● **Consignas**
a - Enumera todas las expresiones que el fragmento sobre el poder y la jerarquía pone entre comillas.
b - Prosigue el fragmento sobre el poder y la jerarquía a partir de su última oración.

Por otro lado, para quienes se encuentran presos del presentismo histórico, comprender el mundo y el poder pasa necesariamente por la valoración moral de los hechos a través de entidades abstractas y significantes vacíos como la democracia, así como una sutil y tácita justificación de su praxis ante el mundo. Ese punto de partida, impide el recurso metodológico de la neutralidad valorativa para conocer los hechos, mientras nos distancia del mundo real para justificar la arbitrariedad en función de deseos y sentimientos proyectados sobre la incertidumbre. Para el pequeño-burgués, el poder es solo discurso y representación simbólica. Interpreta el pasado y lo idealiza como una larga lucha de saberes y valores, los cuales normalizan y se consiente el poder como un mecanismo invisibilizado y naturalizado, hecho que impediría la libertad.

Lejos de toda metafísica de la libertad, nuestra especie es gregaria, pero en el interior de los diferentes grupos humanos se establecen jerarquías que forman parte de los diferentes modos de organización social que han acaecido en nuestra historia. Nuestra naturaleza jerárquica no ha desaparecido con el desarrollo de nuestra evolución social, sino que se ha prolongado y se ha articulado al funcionamiento de las diferentes instituciones sociales. Por eso, el poder es la expresión etológica y dominante del homo sapiens sapiens sobre el mundo de la naturaleza, así como la condición necesaria para asegurar un determinado orden social y su funcionamiento sostenible en el tiempo. 

En las sociedades sin Estado, el poder articuló un orden jerárquico a través del sexo y el parentesco, mistificado de acuerdo al desarrollo de las fuerzas productivas; mientras que con la aparición del Estado se centralizó como un mecanismo eficiente del orden y el desarrollo (económico y cultural), que les permitió a las diferentes sociedades estatales disputar y controlar recursos para planificar y asegurar su existencia. En las sociedades estatales del mundo antiguo y premoderno, el orden jerárquico de estamentos, de instituciones y de sujetos productivos, permitió pensar y darle sentido a la idea del bien común como parte del sentido del ser colectivo, producto de la actividad agraria y de la vida rural. 

Con el advenimiento del Estado moderno, el poder estatal generó la abstracción del sujeto como individuo a partir del cual se ha generado la búsqueda del bien individual en relación a la igualdad. El mundo moderno que conocemos y que fue erigido sobre los intereses de la burguesía, ideológicamente permitió el paso del homo hierarchicus [hombre jerárquico] al homo aequalis [hombre igualitario], es decir, pasamos del sentido cognitivo vertical-jerárquico a lo horizontal-igualitario en nuestras relaciones sociales. El imperativo por posicionar, en el orden del lenguaje, al homo aequalis, orientó el sentido de “la igualdad”. Ese sentido, contrario a la naturaleza, radicaba, no en la materialidad del orden del Estado que es jerárquico, sino en la moral sobre un orden a posteriori, es decir, se imaginó a una suerte de “sujeto transcendental” que solo tenía sentido en la abstracción cognitiva racional y en el significante político de la ciudadanía. Este último, posteriormente, trocó lo cognitivo por lo ontológico, a saber, “todos los hombres somos iguales”. Nuestra peculiar valoración ideológica, entre otros rasgos, enfatiza la felicidad individual acentuando ideales abstractos como la libertad y la igualdad. En la realidad, las relaciones verticales y jerárquicas no desaparecieron del orden material; en el orden semántico, el cambio de las palabras que refieren a las cosas, no cambia a las cosas, ni a las relaciones sociales.

● **Registros de datos**
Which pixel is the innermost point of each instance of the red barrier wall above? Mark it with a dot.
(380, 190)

---

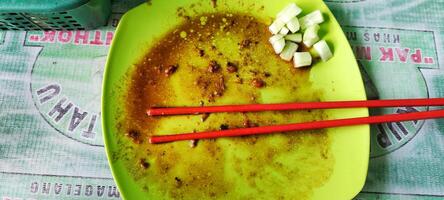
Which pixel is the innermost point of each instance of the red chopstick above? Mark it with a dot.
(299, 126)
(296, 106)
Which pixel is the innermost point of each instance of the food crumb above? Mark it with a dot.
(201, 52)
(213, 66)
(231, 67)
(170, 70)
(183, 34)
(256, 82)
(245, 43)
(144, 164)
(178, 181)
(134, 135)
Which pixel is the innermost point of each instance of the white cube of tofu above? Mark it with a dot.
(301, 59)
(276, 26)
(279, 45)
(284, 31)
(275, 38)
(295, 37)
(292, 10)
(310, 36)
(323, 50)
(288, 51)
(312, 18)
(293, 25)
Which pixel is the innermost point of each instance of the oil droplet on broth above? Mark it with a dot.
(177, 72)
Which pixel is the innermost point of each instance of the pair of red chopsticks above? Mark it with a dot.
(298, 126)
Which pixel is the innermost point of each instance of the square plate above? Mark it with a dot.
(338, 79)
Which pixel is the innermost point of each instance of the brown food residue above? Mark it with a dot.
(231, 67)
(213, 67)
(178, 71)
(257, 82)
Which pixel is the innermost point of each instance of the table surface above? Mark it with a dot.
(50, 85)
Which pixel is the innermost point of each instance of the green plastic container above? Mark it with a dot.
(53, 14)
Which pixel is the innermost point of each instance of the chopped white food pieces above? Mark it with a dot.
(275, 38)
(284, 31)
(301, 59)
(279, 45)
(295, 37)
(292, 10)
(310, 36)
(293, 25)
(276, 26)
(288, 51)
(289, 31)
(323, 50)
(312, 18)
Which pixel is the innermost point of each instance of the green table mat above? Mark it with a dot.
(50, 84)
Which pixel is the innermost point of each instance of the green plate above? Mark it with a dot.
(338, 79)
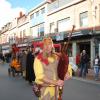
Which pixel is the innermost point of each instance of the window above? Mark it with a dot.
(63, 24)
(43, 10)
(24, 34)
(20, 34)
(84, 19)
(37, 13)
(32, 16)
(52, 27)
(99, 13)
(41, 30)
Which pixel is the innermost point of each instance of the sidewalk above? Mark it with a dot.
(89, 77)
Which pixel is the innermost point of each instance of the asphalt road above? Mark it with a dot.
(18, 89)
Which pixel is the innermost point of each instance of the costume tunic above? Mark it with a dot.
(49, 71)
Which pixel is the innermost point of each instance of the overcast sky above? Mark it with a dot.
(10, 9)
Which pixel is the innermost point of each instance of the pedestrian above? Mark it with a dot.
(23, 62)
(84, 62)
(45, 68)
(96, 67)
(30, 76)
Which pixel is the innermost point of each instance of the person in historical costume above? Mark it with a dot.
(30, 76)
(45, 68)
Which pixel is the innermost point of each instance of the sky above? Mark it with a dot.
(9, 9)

● **Respuestas esperadas**
a -
“la igualdad”
“sujeto transcendental”
“todos los hombres somos iguales”

b -
El orden democrático (liberal) de nuestro mundo se impuso y se mantiene mediante el poder estatal. La ideología del democratismo, que se reproduce mediante los aparatos ideológicos del Estado, sostiene la fantasía del igualitarismo y la libertad abstracta del individuo. En ese contexto, se parte del individuo como sujeto dominado por el poder, a partir del cual se critica al orden, no por lo que es históricamente, sino por la manera como ha sido ordenada moralmente, como una prolongación del presentismo histórico. Para el individuo ahistórico y abstracto, el orden es injusto y el poder (en abstracto) es moralmente condenable, porque hace a unos dominados y a otros dominantes. Incluso este sujeto, piensa que una lucha contra la dominación y la justicia, como ideas-fuerzas, parte por la resignificación moral de un orden de ideas tributarias de la democracia (liberal). Esta propensión en abstracto, tiende a sospechar sobre toda forma de poder desde una posición eminentemente moral y no en relación a los hechos.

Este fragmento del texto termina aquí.